Exercise instructions – Search term "loose": copy each line of the data containing it.

Supplied records –
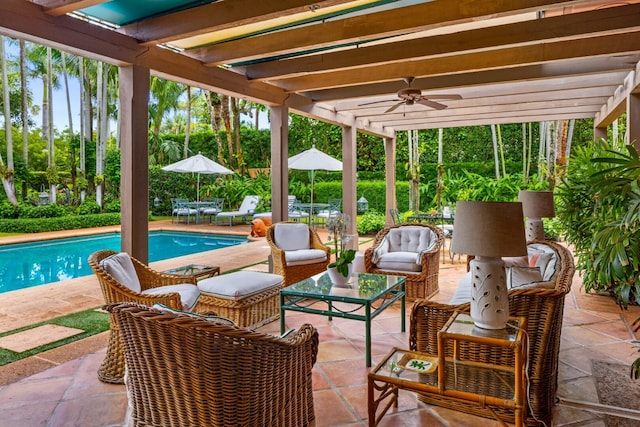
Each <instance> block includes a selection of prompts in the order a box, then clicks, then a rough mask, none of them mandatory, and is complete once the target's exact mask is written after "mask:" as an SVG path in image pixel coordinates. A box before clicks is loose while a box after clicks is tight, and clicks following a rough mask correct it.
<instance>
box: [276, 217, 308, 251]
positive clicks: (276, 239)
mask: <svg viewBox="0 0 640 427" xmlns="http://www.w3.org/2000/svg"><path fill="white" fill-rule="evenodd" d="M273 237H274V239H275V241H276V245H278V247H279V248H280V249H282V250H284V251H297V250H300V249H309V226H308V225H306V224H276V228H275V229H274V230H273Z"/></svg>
...
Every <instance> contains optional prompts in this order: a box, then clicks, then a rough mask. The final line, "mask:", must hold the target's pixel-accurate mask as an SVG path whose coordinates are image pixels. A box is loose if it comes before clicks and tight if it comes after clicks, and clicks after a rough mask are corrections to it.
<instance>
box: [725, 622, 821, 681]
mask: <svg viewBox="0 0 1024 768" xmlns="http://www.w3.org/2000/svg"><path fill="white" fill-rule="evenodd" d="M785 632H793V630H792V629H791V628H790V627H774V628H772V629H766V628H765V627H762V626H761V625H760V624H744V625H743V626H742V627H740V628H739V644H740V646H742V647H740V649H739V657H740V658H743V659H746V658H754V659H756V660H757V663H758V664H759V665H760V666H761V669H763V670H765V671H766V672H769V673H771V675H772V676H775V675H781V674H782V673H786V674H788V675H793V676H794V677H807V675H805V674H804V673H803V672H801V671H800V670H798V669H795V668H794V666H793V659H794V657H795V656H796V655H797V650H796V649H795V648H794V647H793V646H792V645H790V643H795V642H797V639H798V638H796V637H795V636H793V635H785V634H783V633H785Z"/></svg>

Answer section –
Each <instance> block includes a selection of prompts in the order a box, then clicks, then a rough mask, none of them mandatory, and is complete once the target's exact mask is written after "mask:" as an SVG path in image pixel coordinates. A box before clicks is loose while a box after clicks is tight, and clicks following a rough mask correct it.
Every <instance> contains optional prompts in this order: a box, then clicks, then a rough mask. The final line, "mask:", must hold the target's pixel-accurate mask as an SVG path whose coordinates are image pixels. A box is loose if it comes before clicks and tight if it comes after clicks, and clicks after a rough mask are corrections to it.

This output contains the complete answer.